_Textauszug_
Überflutung mit Einzelbeispielen statt klarer Struktur

Der dritte Grund meiner Unbegeisterung ist, dass das Buch aus meiner Sicht didaktisch falsch aufgebaut ist: Erst im elften und letzten Kapitel erklärt Kopatz (und noch dazu eher oberflächlich) das Konzept seiner "Ökoroutine" – die ganzen 345 Seiten davor verwendet er den Begriff, als ob dessen Aussage und Logik entweder bekannt oder selbsterklärend wäre.

Bis dahin hat er die Leserinnen mit einer kaum noch verarbeitetbaren Flut von Einzelbeispielen und ‑argumenten überschüttet. Ich fürchte, Viele werden nicht bis zu dieser Erklärung vordringen, weil sie das Buch lange davor genervt und ermattet zur Seite gelegt haben – und schließlich angelesen ins Regal stellen.

Dieser Ermüdungseffekt wird verstärkt, weil das Buch nicht gerade von neuen Einsichten sprudelt: Wer nicht ganz neu in das Themenfeld einsteigt (und wer tut das heute noch?), hat allzu oft das Gefühl, Vieles so oder so ähnlich schon vielfach gelesen zu haben. Kennzeichnend ist für mich, dass ich mir auf all den vielen Seiten kaum etwas angestrichen habe – und das, obwohl ich mir normalerweise eher (zu) viel anstreiche.

_Übungsmaterial_

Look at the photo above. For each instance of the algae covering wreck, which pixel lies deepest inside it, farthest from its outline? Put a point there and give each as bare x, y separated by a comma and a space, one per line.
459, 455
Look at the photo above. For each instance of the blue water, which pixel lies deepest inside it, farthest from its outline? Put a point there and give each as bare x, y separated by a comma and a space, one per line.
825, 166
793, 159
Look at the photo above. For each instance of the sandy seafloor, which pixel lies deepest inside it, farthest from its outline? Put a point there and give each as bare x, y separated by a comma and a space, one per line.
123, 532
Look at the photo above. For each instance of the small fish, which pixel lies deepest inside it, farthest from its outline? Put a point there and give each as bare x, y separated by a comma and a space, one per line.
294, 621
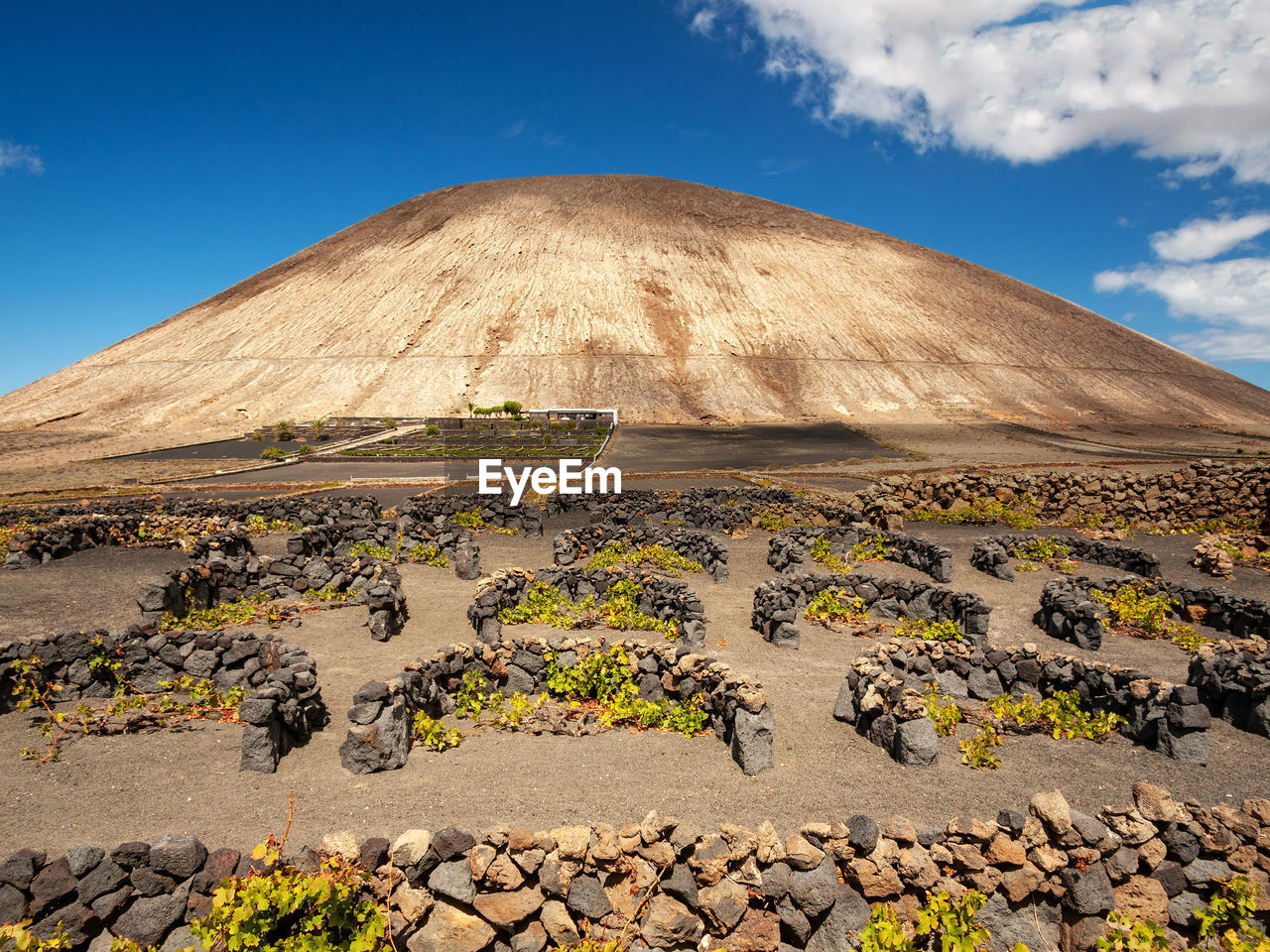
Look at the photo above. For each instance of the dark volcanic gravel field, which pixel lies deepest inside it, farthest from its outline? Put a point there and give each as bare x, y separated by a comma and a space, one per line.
109, 789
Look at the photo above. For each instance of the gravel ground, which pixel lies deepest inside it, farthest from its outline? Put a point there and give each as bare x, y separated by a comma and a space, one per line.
109, 789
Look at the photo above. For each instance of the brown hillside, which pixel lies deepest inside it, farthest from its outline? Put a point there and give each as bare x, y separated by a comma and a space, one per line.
668, 299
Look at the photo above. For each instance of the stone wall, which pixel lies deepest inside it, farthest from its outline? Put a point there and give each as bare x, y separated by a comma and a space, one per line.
789, 549
779, 602
1069, 613
883, 694
230, 570
992, 555
1197, 494
728, 509
663, 598
284, 703
398, 536
382, 711
495, 511
62, 531
710, 551
1233, 679
1049, 871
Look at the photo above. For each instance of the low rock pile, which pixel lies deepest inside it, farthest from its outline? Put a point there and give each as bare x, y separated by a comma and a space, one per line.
398, 536
1051, 875
789, 549
883, 694
779, 601
1233, 679
62, 531
992, 555
232, 571
661, 598
382, 712
1069, 612
1213, 557
728, 509
494, 511
1194, 495
281, 711
710, 551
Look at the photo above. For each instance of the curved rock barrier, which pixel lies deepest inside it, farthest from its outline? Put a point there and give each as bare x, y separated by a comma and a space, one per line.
778, 603
790, 548
1069, 612
1193, 495
382, 712
493, 511
282, 708
721, 509
668, 599
305, 509
63, 531
883, 694
230, 570
1051, 874
992, 555
397, 536
1233, 679
710, 551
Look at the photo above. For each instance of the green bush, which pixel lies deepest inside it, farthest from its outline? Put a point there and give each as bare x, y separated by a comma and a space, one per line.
948, 630
665, 558
835, 606
1133, 607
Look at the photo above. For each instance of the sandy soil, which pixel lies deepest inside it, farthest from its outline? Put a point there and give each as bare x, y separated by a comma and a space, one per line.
108, 789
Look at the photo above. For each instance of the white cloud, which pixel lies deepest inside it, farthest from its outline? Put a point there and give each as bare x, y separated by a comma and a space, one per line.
702, 22
780, 167
1183, 80
1202, 239
1232, 298
14, 157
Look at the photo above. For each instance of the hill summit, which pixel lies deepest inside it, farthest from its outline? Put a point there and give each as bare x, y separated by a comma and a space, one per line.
668, 299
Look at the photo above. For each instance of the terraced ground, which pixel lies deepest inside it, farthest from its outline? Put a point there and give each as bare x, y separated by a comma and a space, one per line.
108, 788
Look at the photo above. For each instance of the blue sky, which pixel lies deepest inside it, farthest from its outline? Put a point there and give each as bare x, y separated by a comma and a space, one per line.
1116, 154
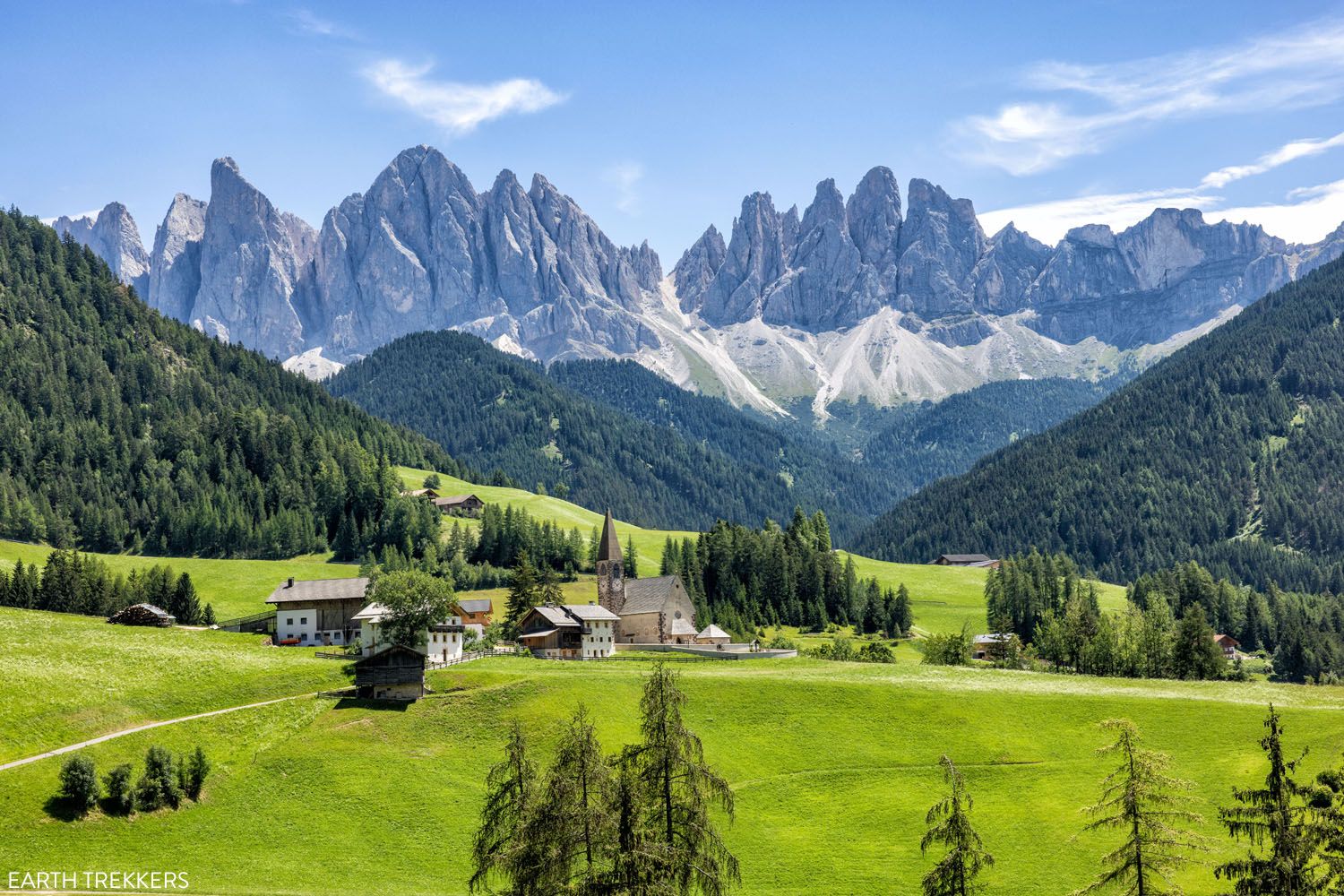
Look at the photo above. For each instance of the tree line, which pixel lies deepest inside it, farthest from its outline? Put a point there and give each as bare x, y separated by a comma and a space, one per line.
1167, 629
1225, 452
125, 432
73, 582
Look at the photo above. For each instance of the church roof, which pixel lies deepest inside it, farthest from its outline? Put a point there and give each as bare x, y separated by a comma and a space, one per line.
609, 546
647, 595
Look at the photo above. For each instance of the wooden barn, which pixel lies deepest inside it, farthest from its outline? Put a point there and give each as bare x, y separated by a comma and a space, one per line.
397, 673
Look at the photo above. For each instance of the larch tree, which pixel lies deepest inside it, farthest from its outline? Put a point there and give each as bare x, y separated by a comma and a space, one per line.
1150, 809
679, 790
508, 799
1281, 828
949, 825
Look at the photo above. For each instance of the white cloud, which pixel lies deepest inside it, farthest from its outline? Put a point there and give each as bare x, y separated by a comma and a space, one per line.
1281, 156
1296, 69
625, 177
308, 22
457, 108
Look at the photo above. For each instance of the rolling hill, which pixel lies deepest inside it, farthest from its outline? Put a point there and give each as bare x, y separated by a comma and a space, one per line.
1226, 452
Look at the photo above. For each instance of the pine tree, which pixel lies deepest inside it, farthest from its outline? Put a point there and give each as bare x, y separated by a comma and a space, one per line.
1142, 801
949, 825
1282, 831
508, 799
679, 791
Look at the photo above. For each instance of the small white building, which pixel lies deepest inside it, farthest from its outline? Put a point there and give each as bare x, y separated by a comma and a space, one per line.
443, 641
712, 634
569, 632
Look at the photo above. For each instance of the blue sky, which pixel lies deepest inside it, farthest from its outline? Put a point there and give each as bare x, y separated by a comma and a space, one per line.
658, 120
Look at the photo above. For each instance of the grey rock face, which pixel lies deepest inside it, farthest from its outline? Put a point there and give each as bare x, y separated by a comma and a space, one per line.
941, 242
175, 261
116, 239
252, 258
696, 268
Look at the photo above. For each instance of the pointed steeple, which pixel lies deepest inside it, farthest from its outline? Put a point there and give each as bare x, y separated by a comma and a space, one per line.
609, 548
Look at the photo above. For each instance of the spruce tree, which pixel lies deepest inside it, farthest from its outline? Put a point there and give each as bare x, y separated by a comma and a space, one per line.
1148, 806
949, 825
508, 799
1282, 831
679, 791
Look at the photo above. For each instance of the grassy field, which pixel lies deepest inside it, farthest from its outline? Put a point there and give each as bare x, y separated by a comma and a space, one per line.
233, 587
65, 678
833, 767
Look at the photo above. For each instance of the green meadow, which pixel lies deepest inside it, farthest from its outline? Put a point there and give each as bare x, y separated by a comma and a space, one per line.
832, 764
234, 587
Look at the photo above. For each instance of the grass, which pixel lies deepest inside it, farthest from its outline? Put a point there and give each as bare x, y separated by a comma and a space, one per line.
234, 587
65, 678
832, 764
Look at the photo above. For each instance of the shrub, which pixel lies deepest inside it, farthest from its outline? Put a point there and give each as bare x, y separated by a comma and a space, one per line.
196, 770
80, 783
121, 799
876, 651
158, 785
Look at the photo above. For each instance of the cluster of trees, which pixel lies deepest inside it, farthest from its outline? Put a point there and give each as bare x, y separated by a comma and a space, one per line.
744, 579
639, 823
1293, 831
164, 782
121, 430
73, 582
1225, 452
1167, 627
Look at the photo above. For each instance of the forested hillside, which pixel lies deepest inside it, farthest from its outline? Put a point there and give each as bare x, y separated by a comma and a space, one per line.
121, 430
1226, 452
500, 413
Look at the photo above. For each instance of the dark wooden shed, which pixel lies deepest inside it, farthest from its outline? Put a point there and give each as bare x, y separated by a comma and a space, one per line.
397, 673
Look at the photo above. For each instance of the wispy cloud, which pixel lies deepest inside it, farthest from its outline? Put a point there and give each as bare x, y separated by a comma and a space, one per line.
1305, 214
1281, 156
1085, 108
457, 108
625, 177
308, 22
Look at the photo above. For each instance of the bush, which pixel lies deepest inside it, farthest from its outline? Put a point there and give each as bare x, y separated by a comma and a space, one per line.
120, 797
196, 769
80, 783
876, 651
158, 785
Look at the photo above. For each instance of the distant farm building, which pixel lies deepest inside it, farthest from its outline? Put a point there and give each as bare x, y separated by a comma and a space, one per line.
419, 493
397, 673
443, 640
712, 634
1228, 643
476, 614
986, 645
965, 560
569, 632
319, 611
144, 614
460, 505
650, 610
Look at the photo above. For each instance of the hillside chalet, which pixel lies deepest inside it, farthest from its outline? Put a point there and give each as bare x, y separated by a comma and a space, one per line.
650, 610
965, 560
320, 611
460, 505
569, 632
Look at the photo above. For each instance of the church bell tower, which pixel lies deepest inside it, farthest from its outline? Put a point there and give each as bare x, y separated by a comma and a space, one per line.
610, 568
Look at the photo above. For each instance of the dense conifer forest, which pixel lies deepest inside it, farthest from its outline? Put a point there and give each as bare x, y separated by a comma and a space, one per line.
121, 430
1226, 452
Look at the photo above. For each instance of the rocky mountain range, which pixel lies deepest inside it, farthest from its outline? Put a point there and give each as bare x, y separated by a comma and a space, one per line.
852, 297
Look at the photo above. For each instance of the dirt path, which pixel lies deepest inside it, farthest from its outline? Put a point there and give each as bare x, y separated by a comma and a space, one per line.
147, 727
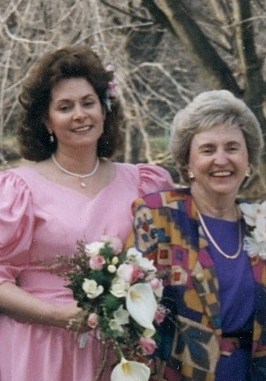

_Arbeitsaufträge_
1: Wiederhole den gesamten Textauszug über das Buch zur „Ökoroutine“ wortgetreu und vollständig.
2: Zähle, wie viele Zeilen die Zeichenfolge „field“ enthalten, und gib nur die Zahl an. Groß- und Kleinschreibung wird dabei unterschieden.
Der Textauszug und die Zeilen sind zwei voneinander getrennte Materialien.

_Lösungen_
1:
Überflutung mit Einzelbeispielen statt klarer Struktur

Der dritte Grund meiner Unbegeisterung ist, dass das Buch aus meiner Sicht didaktisch falsch aufgebaut ist: Erst im elften und letzten Kapitel erklärt Kopatz (und noch dazu eher oberflächlich) das Konzept seiner "Ökoroutine" – die ganzen 345 Seiten davor verwendet er den Begriff, als ob dessen Aussage und Logik entweder bekannt oder selbsterklärend wäre.

Bis dahin hat er die Leserinnen mit einer kaum noch verarbeitetbaren Flut von Einzelbeispielen und ‑argumenten überschüttet. Ich fürchte, Viele werden nicht bis zu dieser Erklärung vordringen, weil sie das Buch lange davor genervt und ermattet zur Seite gelegt haben – und schließlich angelesen ins Regal stellen.

Dieser Ermüdungseffekt wird verstärkt, weil das Buch nicht gerade von neuen Einsichten sprudelt: Wer nicht ganz neu in das Themenfeld einsteigt (und wer tut das heute noch?), hat allzu oft das Gefühl, Vieles so oder so ähnlich schon vielfach gelesen zu haben. Kennzeichnend ist für mich, dass ich mir auf all den vielen Seiten kaum etwas angestrichen habe – und das, obwohl ich mir normalerweise eher (zu) viel anstreiche.

2: 2